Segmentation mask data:
—————

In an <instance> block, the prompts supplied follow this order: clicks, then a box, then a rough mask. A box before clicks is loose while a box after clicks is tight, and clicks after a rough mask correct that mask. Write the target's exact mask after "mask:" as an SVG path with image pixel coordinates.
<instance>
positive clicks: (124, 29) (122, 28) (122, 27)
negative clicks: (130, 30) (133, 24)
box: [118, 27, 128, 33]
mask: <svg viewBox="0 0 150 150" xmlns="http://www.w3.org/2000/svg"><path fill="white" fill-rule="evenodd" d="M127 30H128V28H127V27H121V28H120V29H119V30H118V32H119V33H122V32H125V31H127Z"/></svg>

—————

Directions for this task:
Line count for the word "clicks": give the number of lines in the entries above that contain it, and nothing more.

Answer space:
3